Problem description - Pick out each line in the entries below that contains the word "hair" and copy those lines.

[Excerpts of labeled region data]
****************************************
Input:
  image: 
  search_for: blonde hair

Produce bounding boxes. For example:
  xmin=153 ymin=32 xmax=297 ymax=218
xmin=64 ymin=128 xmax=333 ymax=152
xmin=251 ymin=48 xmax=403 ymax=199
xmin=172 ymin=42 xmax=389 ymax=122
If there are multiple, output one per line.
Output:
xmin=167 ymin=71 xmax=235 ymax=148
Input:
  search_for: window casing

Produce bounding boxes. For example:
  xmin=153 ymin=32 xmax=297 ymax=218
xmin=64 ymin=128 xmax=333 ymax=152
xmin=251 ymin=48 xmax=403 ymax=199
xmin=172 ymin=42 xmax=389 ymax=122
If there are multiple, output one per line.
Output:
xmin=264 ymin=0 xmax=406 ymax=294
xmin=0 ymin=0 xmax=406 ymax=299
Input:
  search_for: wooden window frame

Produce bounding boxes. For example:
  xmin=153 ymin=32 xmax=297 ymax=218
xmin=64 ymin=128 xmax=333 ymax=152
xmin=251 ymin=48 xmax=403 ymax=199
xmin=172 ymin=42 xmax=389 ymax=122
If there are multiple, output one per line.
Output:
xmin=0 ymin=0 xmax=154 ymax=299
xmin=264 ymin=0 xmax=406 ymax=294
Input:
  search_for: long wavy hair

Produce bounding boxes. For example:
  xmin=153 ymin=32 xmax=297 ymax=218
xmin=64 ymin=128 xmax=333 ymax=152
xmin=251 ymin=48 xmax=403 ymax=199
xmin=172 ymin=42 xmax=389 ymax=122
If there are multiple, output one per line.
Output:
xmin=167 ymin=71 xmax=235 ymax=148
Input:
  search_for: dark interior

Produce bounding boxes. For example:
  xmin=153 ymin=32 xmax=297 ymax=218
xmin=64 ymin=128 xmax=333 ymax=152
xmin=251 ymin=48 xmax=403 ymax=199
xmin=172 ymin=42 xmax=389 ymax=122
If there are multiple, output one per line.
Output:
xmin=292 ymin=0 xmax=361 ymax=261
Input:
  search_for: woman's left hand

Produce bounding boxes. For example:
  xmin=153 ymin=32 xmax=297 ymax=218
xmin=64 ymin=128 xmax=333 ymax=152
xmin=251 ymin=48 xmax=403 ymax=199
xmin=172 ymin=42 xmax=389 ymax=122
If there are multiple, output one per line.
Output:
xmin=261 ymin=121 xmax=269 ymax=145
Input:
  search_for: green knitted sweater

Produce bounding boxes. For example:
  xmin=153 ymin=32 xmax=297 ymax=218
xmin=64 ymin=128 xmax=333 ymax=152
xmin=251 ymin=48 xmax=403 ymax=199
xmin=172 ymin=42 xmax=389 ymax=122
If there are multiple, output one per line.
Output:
****************************************
Output for this task -
  search_for: blonde hair
  search_for: long wavy hair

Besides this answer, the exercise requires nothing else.